• Problem statement
Copy out verbatim every line in the records below, from the line containing "Guideline: for every instance of the bus" through the last line of the records, inclusive.

• Input for this task
▼

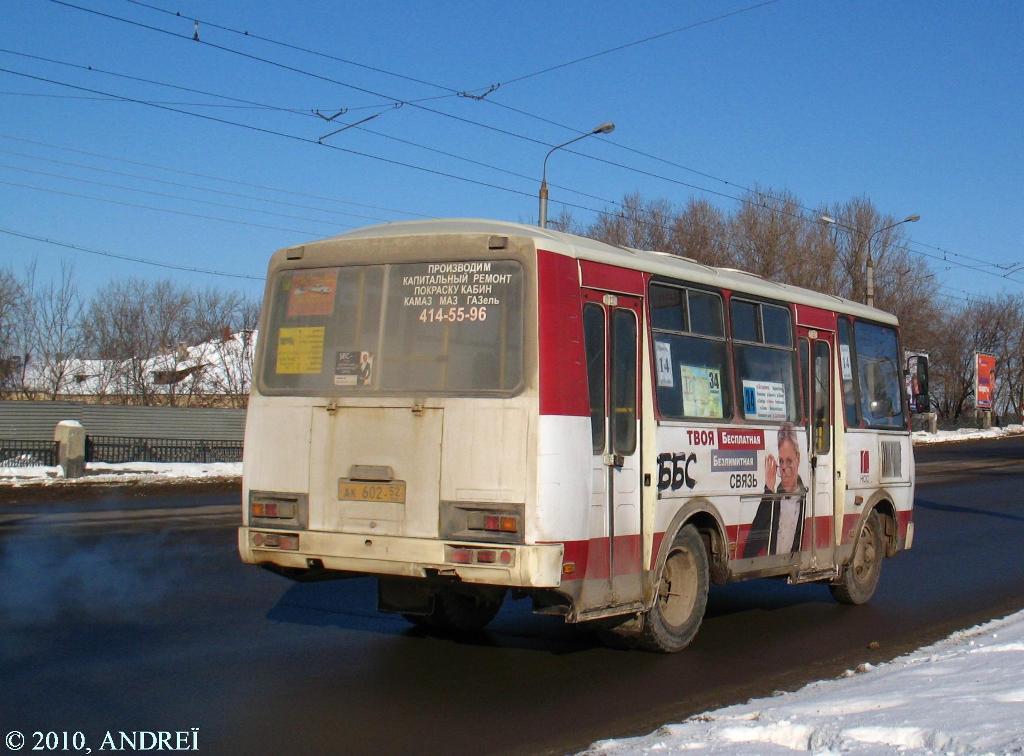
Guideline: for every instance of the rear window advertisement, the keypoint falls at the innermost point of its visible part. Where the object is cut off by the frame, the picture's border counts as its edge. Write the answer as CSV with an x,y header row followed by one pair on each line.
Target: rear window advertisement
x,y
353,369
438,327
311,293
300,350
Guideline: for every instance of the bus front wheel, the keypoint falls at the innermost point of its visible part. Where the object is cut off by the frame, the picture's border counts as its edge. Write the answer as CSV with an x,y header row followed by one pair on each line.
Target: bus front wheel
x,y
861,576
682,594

▲

• Complete answer
Guideline: for every instance of the bus front wheel, the keypoint falls at the innermost point of its visible part. Where the object is cut off by the frame, the picture's border counts as its edge. Write the answer as CSV with an x,y header row followed by one pair on each line.
Target: bus front wheel
x,y
861,576
682,594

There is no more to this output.